___ Given data

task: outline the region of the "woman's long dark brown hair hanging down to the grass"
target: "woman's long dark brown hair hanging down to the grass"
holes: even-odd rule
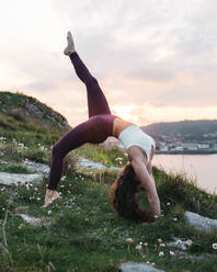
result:
[[[118,215],[136,223],[152,222],[153,215],[141,209],[136,201],[137,186],[140,184],[130,163],[126,165],[111,186],[110,200]]]

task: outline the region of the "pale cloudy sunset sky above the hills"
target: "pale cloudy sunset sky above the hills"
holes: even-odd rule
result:
[[[67,31],[113,114],[148,125],[217,118],[216,0],[0,0],[0,90],[88,118]]]

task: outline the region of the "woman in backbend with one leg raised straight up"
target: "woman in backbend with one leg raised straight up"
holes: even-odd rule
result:
[[[85,143],[99,144],[108,136],[114,136],[124,145],[129,157],[129,163],[112,186],[111,199],[114,207],[119,215],[137,222],[160,216],[160,202],[151,173],[155,140],[135,124],[111,113],[96,79],[77,54],[70,32],[67,41],[68,46],[64,53],[69,56],[77,76],[87,87],[89,120],[72,128],[54,146],[44,207],[59,197],[56,190],[62,174],[65,156]],[[147,192],[151,216],[140,211],[135,202],[135,193],[139,190]]]

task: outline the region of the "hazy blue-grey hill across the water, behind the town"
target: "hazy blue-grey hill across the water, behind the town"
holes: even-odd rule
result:
[[[156,139],[217,140],[217,120],[155,123],[141,127]]]

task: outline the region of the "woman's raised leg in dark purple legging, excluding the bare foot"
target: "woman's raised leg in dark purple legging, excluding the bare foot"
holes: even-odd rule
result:
[[[98,80],[90,73],[76,52],[69,57],[73,64],[76,73],[87,87],[89,117],[98,114],[111,114],[108,103]]]

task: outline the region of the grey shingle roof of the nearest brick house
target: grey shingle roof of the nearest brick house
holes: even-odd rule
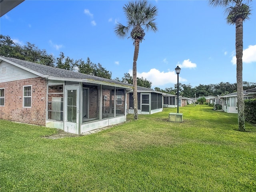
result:
[[[111,79],[105,79],[97,76],[92,76],[88,74],[78,73],[70,70],[60,69],[56,67],[46,66],[42,64],[37,64],[33,62],[28,62],[20,59],[15,58],[8,58],[4,56],[0,56],[0,59],[8,60],[10,62],[13,62],[16,64],[16,66],[21,66],[24,70],[29,70],[30,72],[36,72],[37,75],[42,77],[48,77],[48,78],[63,78],[66,80],[74,79],[78,81],[85,81],[85,80],[92,80],[92,81],[98,81],[98,82],[106,82],[108,84],[116,84],[116,85],[122,85],[122,86],[128,86],[130,88],[133,87],[131,84],[127,84],[124,82],[119,82],[116,80]]]

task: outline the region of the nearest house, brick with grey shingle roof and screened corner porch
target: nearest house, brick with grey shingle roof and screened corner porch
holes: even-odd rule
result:
[[[132,88],[115,80],[0,56],[0,119],[81,134],[126,121],[126,93]],[[145,110],[145,104],[140,107]]]

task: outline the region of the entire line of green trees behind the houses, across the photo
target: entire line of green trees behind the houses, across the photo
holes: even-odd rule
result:
[[[111,79],[112,72],[106,70],[100,63],[93,63],[88,57],[86,62],[82,59],[74,60],[68,56],[65,56],[63,52],[55,58],[52,54],[47,54],[46,50],[40,50],[35,44],[27,42],[24,46],[14,43],[9,36],[0,35],[0,55],[6,57],[17,58],[21,60],[26,60],[38,64],[43,64],[47,66],[62,68],[66,70],[77,71],[84,74],[89,74],[93,76],[98,76],[102,78]],[[129,73],[125,73],[122,78],[115,78],[114,80],[133,84],[133,78]],[[137,77],[137,85],[151,88],[152,82]],[[243,82],[244,90],[256,87],[256,83]],[[155,87],[154,90],[169,94],[177,94],[177,84],[174,88],[160,89]],[[236,92],[236,83],[230,84],[228,82],[220,82],[219,84],[200,84],[192,88],[190,84],[179,84],[179,95],[188,98],[194,98],[198,96],[218,96],[226,95]]]

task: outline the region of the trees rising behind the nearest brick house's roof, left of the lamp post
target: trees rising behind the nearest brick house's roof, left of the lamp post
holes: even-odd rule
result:
[[[86,62],[81,58],[74,60],[65,56],[63,52],[55,58],[52,54],[48,54],[46,50],[40,50],[35,44],[27,42],[21,46],[15,43],[10,36],[0,35],[0,55],[16,58],[20,60],[30,61],[42,65],[57,67],[61,69],[76,71],[84,74],[98,76],[111,79],[112,72],[106,70],[100,63],[93,63],[88,57]],[[132,84],[132,76],[125,73],[124,77],[114,80]],[[137,78],[138,86],[151,88],[152,82],[142,78]]]

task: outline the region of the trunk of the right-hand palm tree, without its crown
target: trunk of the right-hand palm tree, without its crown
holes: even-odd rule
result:
[[[243,90],[243,20],[236,20],[236,84],[238,101],[238,130],[245,131]]]

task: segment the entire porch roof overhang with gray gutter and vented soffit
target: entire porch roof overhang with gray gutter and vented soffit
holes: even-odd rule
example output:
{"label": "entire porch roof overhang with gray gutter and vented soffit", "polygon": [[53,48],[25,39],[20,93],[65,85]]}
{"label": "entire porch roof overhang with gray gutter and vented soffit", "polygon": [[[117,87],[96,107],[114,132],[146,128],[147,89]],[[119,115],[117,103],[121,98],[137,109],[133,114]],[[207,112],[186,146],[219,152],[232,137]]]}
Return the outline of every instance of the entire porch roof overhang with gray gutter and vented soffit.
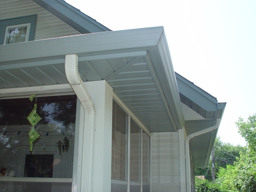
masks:
{"label": "entire porch roof overhang with gray gutter and vented soffit", "polygon": [[67,84],[65,55],[78,55],[84,82],[106,80],[150,132],[177,131],[185,121],[162,27],[0,45],[0,93]]}

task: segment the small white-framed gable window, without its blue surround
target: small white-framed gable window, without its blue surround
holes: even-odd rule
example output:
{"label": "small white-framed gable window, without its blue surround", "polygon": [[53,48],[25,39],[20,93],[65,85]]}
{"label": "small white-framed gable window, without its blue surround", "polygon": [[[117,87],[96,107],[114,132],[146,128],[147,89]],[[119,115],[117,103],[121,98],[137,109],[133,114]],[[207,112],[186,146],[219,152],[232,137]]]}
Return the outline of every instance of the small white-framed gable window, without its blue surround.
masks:
{"label": "small white-framed gable window, without its blue surround", "polygon": [[28,41],[29,28],[29,23],[6,27],[5,44],[21,43]]}

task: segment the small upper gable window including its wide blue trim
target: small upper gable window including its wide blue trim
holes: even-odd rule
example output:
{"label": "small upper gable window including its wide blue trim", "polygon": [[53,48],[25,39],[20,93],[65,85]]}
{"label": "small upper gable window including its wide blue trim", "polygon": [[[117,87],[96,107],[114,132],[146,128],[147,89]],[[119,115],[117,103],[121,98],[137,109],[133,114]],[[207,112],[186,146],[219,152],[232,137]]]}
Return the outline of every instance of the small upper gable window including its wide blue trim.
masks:
{"label": "small upper gable window including its wide blue trim", "polygon": [[0,44],[33,41],[36,15],[0,20]]}

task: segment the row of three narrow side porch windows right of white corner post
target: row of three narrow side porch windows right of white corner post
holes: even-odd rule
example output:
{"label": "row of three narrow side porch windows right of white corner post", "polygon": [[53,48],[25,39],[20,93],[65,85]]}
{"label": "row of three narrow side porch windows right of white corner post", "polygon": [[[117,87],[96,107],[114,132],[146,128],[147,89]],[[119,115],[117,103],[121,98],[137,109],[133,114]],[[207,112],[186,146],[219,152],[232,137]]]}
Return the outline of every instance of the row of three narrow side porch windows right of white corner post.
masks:
{"label": "row of three narrow side porch windows right of white corner post", "polygon": [[111,192],[149,192],[150,138],[115,101],[112,117]]}

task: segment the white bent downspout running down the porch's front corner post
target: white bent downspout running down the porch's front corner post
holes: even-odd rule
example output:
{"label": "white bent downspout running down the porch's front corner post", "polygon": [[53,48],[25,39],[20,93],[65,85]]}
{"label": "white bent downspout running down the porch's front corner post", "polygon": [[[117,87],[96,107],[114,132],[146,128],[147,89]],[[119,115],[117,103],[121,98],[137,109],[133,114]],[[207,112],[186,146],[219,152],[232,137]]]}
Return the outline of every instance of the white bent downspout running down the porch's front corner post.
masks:
{"label": "white bent downspout running down the porch's front corner post", "polygon": [[[78,100],[84,108],[83,146],[81,164],[80,191],[91,192],[92,184],[92,143],[95,129],[95,106],[78,72],[78,56],[66,55],[65,72],[68,83],[76,93]],[[79,155],[79,154],[78,154]]]}

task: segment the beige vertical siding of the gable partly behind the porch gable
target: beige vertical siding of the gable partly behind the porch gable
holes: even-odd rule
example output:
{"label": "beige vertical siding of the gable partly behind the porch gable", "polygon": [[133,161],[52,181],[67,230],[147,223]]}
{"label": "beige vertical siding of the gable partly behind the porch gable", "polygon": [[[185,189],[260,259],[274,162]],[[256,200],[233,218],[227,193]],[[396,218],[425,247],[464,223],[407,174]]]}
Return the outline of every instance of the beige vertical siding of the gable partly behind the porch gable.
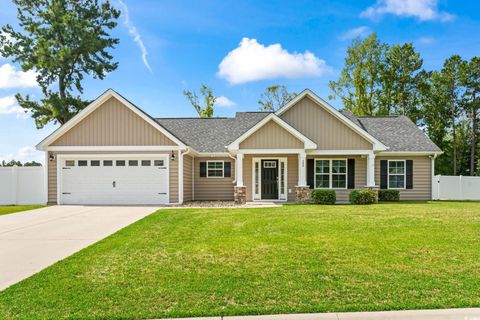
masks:
{"label": "beige vertical siding of the gable partly behind the porch gable", "polygon": [[372,144],[309,97],[280,116],[317,144],[319,150],[370,150]]}

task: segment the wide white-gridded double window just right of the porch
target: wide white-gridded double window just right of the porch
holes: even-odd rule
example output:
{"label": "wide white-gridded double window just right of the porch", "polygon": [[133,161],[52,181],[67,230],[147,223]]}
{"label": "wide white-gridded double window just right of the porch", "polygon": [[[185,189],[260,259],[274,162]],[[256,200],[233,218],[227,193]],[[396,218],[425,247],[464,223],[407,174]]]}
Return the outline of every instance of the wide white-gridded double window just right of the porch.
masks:
{"label": "wide white-gridded double window just right of the porch", "polygon": [[320,159],[315,160],[316,189],[346,189],[347,160]]}

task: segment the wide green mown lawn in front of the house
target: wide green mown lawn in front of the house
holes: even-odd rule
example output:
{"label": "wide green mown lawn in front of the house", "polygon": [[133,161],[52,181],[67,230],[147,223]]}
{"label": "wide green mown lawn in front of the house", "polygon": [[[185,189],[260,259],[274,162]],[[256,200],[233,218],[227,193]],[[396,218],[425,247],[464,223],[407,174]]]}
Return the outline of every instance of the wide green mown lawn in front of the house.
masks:
{"label": "wide green mown lawn in front of the house", "polygon": [[0,292],[0,318],[480,306],[480,203],[157,213]]}

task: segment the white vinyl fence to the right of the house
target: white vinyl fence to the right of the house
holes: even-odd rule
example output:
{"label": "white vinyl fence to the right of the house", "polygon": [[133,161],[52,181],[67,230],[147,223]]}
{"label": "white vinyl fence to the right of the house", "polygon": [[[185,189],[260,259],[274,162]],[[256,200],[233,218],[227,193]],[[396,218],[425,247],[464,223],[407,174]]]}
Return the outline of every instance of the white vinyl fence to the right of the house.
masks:
{"label": "white vinyl fence to the right of the house", "polygon": [[480,177],[434,176],[434,200],[480,200]]}

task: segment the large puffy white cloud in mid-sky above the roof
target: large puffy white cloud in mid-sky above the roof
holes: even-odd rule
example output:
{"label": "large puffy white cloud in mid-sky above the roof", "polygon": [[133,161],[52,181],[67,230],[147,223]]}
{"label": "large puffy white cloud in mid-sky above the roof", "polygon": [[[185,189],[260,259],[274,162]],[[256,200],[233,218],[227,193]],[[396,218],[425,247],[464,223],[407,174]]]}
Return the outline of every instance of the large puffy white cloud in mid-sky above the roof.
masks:
{"label": "large puffy white cloud in mid-sky above the roof", "polygon": [[329,71],[325,61],[313,53],[289,53],[282,46],[265,46],[256,39],[243,38],[218,66],[217,75],[231,84],[274,78],[320,76]]}

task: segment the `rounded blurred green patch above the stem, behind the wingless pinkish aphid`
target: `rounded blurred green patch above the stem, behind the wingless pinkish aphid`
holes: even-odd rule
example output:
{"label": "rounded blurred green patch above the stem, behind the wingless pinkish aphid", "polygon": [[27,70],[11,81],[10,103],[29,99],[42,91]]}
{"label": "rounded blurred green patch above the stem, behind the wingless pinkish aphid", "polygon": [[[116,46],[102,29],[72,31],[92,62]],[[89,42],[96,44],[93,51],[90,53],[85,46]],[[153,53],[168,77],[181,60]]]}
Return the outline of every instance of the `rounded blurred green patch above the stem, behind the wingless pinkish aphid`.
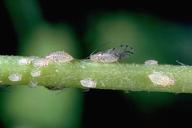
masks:
{"label": "rounded blurred green patch above the stem, behind the wingless pinkish aphid", "polygon": [[65,51],[76,58],[81,57],[74,31],[64,24],[40,24],[21,39],[19,48],[21,54],[27,56],[45,56],[49,52]]}

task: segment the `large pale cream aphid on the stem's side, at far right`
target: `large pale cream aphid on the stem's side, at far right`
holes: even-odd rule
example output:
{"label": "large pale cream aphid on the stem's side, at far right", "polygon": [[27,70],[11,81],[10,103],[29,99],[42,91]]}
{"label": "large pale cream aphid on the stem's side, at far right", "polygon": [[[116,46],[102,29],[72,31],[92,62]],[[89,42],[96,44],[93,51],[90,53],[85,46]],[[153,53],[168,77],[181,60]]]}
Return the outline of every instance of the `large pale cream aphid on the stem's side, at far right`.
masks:
{"label": "large pale cream aphid on the stem's side, at far right", "polygon": [[175,84],[175,79],[162,72],[153,72],[148,77],[154,85],[167,87]]}

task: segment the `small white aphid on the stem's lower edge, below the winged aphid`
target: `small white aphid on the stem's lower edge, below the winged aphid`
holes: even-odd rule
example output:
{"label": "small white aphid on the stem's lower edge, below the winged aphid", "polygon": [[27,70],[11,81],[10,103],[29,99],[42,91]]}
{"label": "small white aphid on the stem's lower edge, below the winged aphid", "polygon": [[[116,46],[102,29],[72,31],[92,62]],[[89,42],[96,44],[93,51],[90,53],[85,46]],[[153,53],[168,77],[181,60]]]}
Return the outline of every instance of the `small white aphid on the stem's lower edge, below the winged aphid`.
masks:
{"label": "small white aphid on the stem's lower edge, below the winged aphid", "polygon": [[92,80],[91,78],[80,80],[80,83],[83,87],[87,87],[87,88],[95,88],[97,85],[96,81]]}

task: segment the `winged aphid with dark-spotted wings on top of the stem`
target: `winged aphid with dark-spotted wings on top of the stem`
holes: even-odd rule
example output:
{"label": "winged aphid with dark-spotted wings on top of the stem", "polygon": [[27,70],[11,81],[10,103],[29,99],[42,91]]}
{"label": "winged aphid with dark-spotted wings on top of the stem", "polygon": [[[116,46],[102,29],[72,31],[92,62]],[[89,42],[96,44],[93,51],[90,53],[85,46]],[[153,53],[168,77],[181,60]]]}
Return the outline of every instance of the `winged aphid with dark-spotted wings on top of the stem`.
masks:
{"label": "winged aphid with dark-spotted wings on top of the stem", "polygon": [[133,54],[133,48],[128,45],[120,45],[120,47],[108,49],[103,52],[97,52],[90,55],[93,62],[113,63],[124,59]]}

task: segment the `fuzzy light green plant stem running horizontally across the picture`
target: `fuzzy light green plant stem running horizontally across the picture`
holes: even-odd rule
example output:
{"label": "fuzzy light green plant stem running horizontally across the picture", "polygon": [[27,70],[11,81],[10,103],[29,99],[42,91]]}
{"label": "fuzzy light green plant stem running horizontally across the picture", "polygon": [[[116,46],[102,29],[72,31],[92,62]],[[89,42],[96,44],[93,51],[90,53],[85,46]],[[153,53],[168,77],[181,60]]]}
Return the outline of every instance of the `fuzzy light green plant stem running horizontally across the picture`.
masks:
{"label": "fuzzy light green plant stem running horizontally across the picture", "polygon": [[[80,81],[92,79],[97,89],[113,89],[127,91],[158,91],[173,93],[192,93],[191,66],[144,65],[124,63],[95,63],[88,60],[71,62],[52,62],[43,67],[35,67],[33,63],[19,64],[19,60],[31,57],[0,56],[0,84],[30,85],[62,88],[85,88]],[[31,72],[40,71],[40,76],[33,77]],[[154,84],[149,75],[161,72],[170,76],[175,82],[172,85]],[[21,74],[20,81],[11,81],[11,74]]]}

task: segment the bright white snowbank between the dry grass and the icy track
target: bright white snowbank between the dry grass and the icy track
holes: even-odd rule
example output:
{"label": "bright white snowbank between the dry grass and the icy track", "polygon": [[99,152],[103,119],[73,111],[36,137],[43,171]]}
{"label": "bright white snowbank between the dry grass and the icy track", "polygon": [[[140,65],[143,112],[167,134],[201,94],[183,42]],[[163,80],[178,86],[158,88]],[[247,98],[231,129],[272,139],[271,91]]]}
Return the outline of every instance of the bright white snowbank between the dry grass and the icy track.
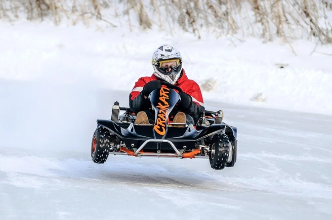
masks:
{"label": "bright white snowbank between the dry grass and the icy track", "polygon": [[[0,79],[128,92],[140,76],[152,74],[153,51],[169,43],[182,53],[183,68],[202,86],[205,100],[332,115],[332,45],[312,53],[315,42],[296,41],[295,56],[278,41],[179,35],[1,23]],[[251,100],[259,93],[264,102]]]}

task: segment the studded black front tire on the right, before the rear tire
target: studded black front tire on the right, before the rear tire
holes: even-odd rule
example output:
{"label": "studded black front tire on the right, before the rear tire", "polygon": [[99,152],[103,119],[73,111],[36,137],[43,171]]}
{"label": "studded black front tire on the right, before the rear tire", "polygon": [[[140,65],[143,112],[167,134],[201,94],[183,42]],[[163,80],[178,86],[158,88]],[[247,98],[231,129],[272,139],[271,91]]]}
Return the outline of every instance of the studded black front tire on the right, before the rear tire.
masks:
{"label": "studded black front tire on the right, before the rear tire", "polygon": [[210,165],[215,170],[222,170],[226,167],[229,150],[232,147],[226,134],[216,134],[210,146]]}

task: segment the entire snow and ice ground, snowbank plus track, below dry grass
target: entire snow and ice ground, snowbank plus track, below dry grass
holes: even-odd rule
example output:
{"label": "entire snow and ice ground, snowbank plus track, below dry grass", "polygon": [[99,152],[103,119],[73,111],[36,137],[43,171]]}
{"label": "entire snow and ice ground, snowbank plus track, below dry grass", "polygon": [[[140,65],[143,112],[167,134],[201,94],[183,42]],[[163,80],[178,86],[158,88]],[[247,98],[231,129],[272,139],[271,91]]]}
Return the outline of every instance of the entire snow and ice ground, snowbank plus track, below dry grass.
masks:
{"label": "entire snow and ice ground, snowbank plus track, below dry grass", "polygon": [[[1,219],[330,219],[332,51],[128,28],[0,23]],[[238,128],[238,161],[90,157],[96,119],[128,106],[163,43],[207,109]],[[323,54],[326,53],[326,54]],[[283,68],[280,68],[283,66]],[[255,95],[262,93],[256,100]]]}

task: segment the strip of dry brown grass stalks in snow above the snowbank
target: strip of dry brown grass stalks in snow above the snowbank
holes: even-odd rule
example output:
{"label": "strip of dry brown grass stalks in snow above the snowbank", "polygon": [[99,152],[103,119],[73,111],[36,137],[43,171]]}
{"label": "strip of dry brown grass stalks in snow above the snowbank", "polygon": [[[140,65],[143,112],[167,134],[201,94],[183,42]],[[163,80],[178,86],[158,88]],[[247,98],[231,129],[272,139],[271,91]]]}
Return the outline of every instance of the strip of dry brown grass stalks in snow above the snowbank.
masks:
{"label": "strip of dry brown grass stalks in snow above the snowbank", "polygon": [[[285,43],[298,38],[332,42],[332,0],[0,0],[0,19],[100,20],[112,27],[128,25],[176,34],[179,28],[201,38],[255,36]],[[112,22],[111,22],[112,21]]]}

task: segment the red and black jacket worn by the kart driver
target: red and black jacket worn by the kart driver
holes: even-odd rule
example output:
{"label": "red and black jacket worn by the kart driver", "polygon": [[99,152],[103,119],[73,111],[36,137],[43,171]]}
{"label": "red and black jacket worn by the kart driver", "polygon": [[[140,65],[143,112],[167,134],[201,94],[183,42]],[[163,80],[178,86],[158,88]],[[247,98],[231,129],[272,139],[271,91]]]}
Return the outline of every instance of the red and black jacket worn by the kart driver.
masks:
{"label": "red and black jacket worn by the kart driver", "polygon": [[[143,90],[144,85],[152,80],[160,79],[158,79],[155,75],[152,75],[151,77],[141,77],[135,83],[135,86],[129,95],[129,107],[132,112],[137,114],[140,111],[151,111],[150,100],[148,98],[145,99],[141,91]],[[189,107],[185,109],[184,113],[191,116],[194,120],[194,125],[196,125],[201,116],[201,112],[205,110],[203,96],[199,85],[195,81],[188,79],[184,69],[182,69],[181,77],[175,85],[179,86],[183,92],[191,96],[192,102]],[[174,117],[178,111],[179,108],[176,106],[170,113],[170,117]]]}

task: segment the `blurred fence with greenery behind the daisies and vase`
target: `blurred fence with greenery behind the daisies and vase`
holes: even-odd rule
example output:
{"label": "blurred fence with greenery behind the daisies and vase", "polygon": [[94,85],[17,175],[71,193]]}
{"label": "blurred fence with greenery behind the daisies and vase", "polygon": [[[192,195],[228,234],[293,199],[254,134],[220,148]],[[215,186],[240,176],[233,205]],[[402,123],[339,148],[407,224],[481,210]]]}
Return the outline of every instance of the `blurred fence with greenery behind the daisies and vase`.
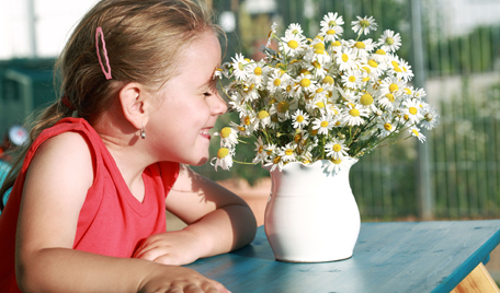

______

Task to carry out
For the word "photo", report how many lines of the records contain it; respond with the number only.

Expected output
2